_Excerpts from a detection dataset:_
--- BEGIN ---

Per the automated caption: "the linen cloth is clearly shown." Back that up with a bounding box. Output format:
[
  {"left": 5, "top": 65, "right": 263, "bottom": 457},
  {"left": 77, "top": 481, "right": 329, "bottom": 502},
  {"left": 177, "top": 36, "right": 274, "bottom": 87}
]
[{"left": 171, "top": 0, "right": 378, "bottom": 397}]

--- END ---

_GIVEN TASK:_ Swap "linen cloth" for "cotton towel" in the rows, leaving every other word unchanged.

_EXERCISE RESULT:_
Per the automated caption: "the cotton towel is clearly shown." Back that up with a bounding box. Output format:
[
  {"left": 5, "top": 65, "right": 263, "bottom": 457},
  {"left": 77, "top": 481, "right": 329, "bottom": 502},
  {"left": 177, "top": 36, "right": 274, "bottom": 87}
]
[{"left": 171, "top": 0, "right": 378, "bottom": 397}]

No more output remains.